# What the task asks:
Omit any pictures, and restate word for word only the lines from the one with "Locate the bare" through the end of the data below.

[Entries taken from a collection]
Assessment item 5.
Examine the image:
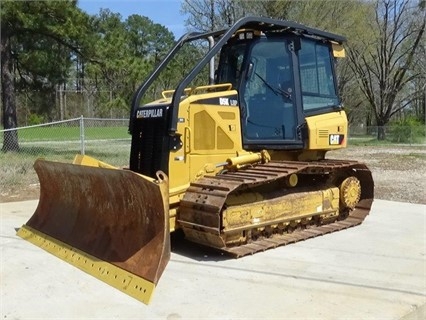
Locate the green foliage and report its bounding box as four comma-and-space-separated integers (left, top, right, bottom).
2, 0, 423, 130
390, 117, 425, 143
2, 1, 93, 85
27, 113, 44, 126
1, 0, 94, 118
83, 9, 178, 113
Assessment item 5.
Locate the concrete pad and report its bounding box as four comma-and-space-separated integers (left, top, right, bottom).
1, 199, 425, 319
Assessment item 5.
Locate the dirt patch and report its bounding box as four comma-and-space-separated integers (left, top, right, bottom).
1, 145, 425, 204
1, 183, 40, 203
328, 145, 426, 204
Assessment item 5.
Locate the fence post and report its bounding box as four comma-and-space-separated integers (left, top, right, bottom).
80, 115, 85, 155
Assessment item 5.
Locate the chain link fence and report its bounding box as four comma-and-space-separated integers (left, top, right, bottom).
1, 117, 130, 200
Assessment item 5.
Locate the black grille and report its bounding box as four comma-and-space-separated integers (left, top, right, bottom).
129, 106, 170, 178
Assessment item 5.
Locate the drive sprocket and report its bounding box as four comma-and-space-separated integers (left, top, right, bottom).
340, 176, 361, 209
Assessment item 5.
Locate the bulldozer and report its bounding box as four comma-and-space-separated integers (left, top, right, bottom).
17, 16, 374, 304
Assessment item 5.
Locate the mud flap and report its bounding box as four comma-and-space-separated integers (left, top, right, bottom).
16, 157, 170, 304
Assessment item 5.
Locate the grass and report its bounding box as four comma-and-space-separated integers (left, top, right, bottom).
14, 126, 129, 142
407, 152, 426, 159
1, 140, 130, 165
1, 124, 131, 195
348, 137, 390, 146
348, 135, 426, 146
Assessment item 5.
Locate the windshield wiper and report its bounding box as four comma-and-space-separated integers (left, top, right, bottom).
254, 72, 292, 100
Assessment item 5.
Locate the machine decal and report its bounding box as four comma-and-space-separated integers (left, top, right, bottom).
194, 95, 238, 106
219, 97, 238, 106
329, 134, 345, 145
137, 108, 163, 118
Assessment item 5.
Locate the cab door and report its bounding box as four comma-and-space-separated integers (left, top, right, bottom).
240, 38, 303, 149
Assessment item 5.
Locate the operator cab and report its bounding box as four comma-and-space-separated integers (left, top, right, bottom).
215, 31, 341, 150
129, 17, 346, 176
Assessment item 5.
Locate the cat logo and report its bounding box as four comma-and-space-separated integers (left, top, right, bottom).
329, 134, 344, 145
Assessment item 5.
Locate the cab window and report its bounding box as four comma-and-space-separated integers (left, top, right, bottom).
216, 43, 247, 89
299, 39, 339, 112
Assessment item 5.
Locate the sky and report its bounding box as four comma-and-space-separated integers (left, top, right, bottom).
78, 0, 188, 38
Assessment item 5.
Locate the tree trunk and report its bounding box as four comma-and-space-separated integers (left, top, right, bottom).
1, 33, 19, 152
366, 112, 373, 135
377, 119, 386, 140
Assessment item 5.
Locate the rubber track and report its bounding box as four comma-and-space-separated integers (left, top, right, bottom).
179, 159, 374, 258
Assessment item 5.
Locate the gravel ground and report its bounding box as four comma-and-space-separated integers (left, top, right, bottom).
1, 145, 425, 204
328, 145, 426, 204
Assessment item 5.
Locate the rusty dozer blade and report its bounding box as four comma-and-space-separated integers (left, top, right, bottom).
16, 156, 170, 304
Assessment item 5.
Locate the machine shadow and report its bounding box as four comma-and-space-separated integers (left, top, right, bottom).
170, 230, 230, 262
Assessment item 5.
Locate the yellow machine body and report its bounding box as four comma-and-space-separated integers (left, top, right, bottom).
162, 86, 350, 230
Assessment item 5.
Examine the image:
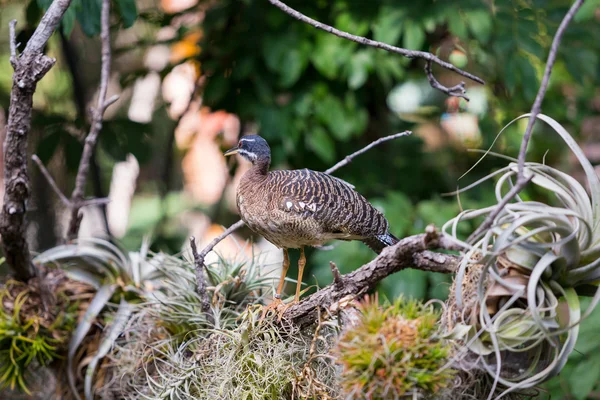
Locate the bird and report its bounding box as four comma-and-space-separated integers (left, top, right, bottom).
224, 134, 398, 317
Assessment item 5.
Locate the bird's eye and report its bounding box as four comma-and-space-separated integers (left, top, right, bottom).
238, 141, 242, 147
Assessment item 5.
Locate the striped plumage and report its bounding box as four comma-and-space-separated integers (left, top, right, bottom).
224, 134, 398, 312
237, 167, 398, 253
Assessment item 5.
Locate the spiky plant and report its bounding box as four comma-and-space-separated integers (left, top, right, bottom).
443, 114, 600, 398
335, 295, 454, 399
0, 269, 87, 394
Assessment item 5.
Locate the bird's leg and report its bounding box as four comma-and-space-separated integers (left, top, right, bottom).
295, 246, 306, 302
260, 249, 289, 321
269, 247, 306, 321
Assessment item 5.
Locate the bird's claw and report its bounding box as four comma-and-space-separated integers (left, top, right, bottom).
259, 297, 296, 322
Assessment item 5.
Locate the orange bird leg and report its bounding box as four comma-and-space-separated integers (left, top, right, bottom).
260, 248, 289, 321
294, 247, 306, 302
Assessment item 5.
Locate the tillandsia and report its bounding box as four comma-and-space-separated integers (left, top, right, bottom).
442, 114, 600, 399
335, 295, 455, 399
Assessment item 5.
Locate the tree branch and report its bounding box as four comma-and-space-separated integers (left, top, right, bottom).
467, 0, 584, 242
66, 0, 117, 241
324, 131, 411, 175
189, 236, 211, 314
283, 230, 461, 328
1, 0, 73, 281
267, 0, 484, 99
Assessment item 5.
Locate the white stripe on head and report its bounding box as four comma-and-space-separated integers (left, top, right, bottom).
240, 137, 256, 143
238, 149, 257, 161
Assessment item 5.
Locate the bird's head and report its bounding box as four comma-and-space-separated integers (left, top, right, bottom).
224, 134, 271, 165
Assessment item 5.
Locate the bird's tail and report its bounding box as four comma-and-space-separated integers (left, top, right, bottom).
363, 232, 399, 254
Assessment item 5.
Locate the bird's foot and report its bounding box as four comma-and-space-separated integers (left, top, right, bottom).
259, 296, 296, 322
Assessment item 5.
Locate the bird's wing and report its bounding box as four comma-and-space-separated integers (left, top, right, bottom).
270, 169, 388, 237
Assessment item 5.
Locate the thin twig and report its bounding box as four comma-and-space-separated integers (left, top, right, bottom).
1, 0, 73, 281
325, 131, 411, 174
467, 0, 584, 242
66, 0, 118, 241
31, 155, 70, 206
330, 261, 344, 291
8, 20, 17, 67
190, 236, 211, 314
267, 0, 484, 98
424, 61, 468, 100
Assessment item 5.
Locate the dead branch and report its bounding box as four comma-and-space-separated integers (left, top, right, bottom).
468, 0, 585, 242
189, 236, 211, 314
1, 0, 73, 281
66, 0, 118, 241
267, 0, 484, 100
324, 131, 411, 175
283, 230, 461, 328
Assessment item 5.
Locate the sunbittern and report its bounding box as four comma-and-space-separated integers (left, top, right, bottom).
224, 135, 398, 316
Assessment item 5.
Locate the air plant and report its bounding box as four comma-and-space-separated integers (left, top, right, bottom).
0, 271, 85, 394
335, 295, 454, 399
443, 113, 600, 398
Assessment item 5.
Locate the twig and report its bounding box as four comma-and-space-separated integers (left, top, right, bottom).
31, 155, 70, 206
190, 236, 211, 314
330, 261, 344, 290
267, 0, 484, 99
32, 155, 113, 209
1, 0, 73, 281
467, 0, 584, 242
424, 61, 468, 100
66, 0, 118, 241
324, 131, 411, 174
283, 230, 461, 328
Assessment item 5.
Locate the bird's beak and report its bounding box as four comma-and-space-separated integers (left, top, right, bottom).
224, 147, 239, 157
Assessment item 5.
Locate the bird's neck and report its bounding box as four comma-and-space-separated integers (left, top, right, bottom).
251, 157, 270, 176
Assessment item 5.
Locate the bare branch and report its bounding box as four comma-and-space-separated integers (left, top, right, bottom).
466, 0, 584, 242
324, 131, 412, 175
515, 0, 584, 178
67, 0, 116, 241
267, 0, 484, 98
1, 0, 73, 281
195, 220, 246, 269
8, 20, 17, 68
31, 155, 70, 207
424, 61, 468, 100
329, 261, 344, 291
190, 236, 211, 314
283, 231, 461, 328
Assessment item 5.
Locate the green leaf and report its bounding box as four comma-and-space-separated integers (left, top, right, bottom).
515, 56, 538, 101
115, 0, 138, 28
465, 10, 492, 43
379, 269, 428, 300
372, 8, 403, 44
311, 33, 353, 79
574, 0, 600, 22
316, 95, 352, 140
371, 191, 414, 236
335, 12, 369, 37
403, 20, 425, 50
306, 127, 335, 163
61, 4, 78, 36
77, 0, 101, 37
446, 12, 467, 39
348, 51, 373, 89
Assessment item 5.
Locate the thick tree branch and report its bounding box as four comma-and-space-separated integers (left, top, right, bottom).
267, 0, 484, 99
1, 0, 73, 281
283, 230, 461, 328
67, 0, 117, 241
467, 0, 584, 242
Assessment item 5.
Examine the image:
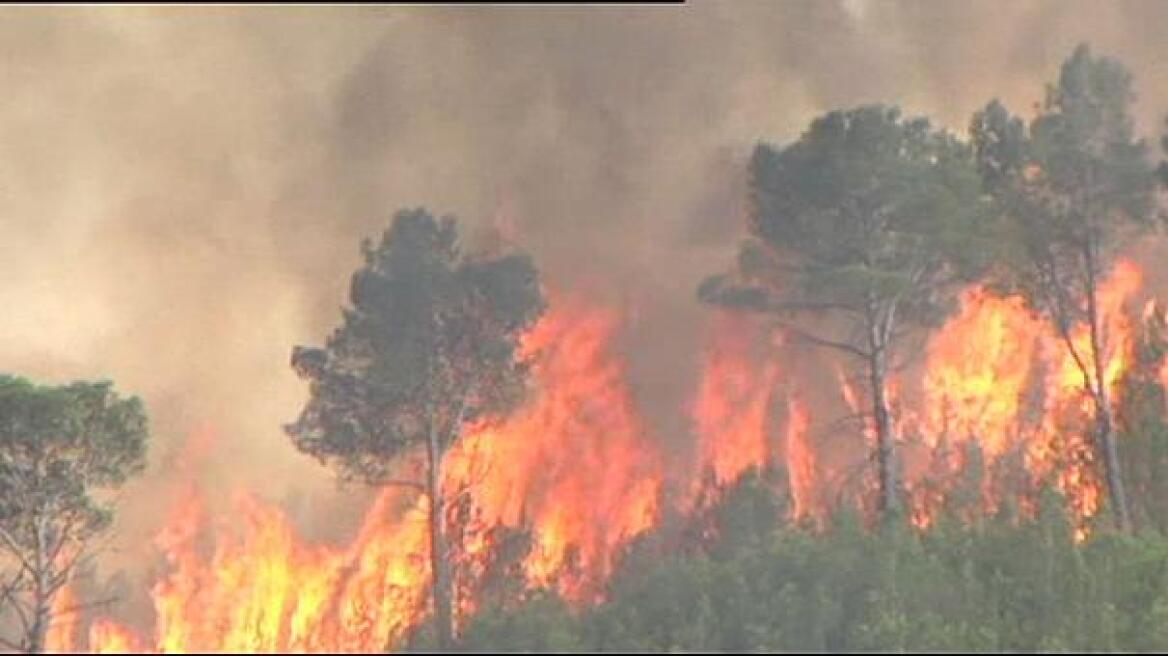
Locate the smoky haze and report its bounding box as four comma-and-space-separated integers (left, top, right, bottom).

# Task solution:
Locate the bare branch and report its bounding box as four comma-and-space-separated integers (left, top, right, bottom).
466, 0, 584, 242
324, 131, 412, 175
515, 0, 584, 178
67, 0, 116, 241
267, 0, 484, 98
1, 0, 73, 281
195, 220, 246, 269
8, 20, 17, 68
31, 155, 70, 207
424, 61, 468, 100
329, 261, 344, 291
190, 236, 211, 314
283, 231, 461, 328
Assessment item 5.
Locate the green leaf and report its bounding box as four comma-and-space-separated integers (left, top, right, bottom).
515, 56, 538, 101
115, 0, 138, 28
465, 10, 492, 43
379, 269, 428, 300
372, 8, 403, 44
311, 33, 353, 79
574, 0, 600, 22
316, 95, 352, 140
371, 191, 414, 236
335, 12, 369, 37
403, 20, 425, 50
306, 127, 335, 163
61, 4, 78, 36
77, 0, 101, 37
446, 12, 467, 39
348, 51, 373, 89
Assessment item 5.
Locate the thick tree branch and report its bounding box as four comma-and-space-separated integers (left, top, right, bottom).
267, 0, 484, 99
1, 0, 73, 281
283, 230, 461, 328
67, 0, 117, 241
467, 0, 584, 242
Assessment item 5.
Examine the image:
Locate the smoky haze and report its bounding box as four comma-and-space-separated integers (left, top, right, bottom).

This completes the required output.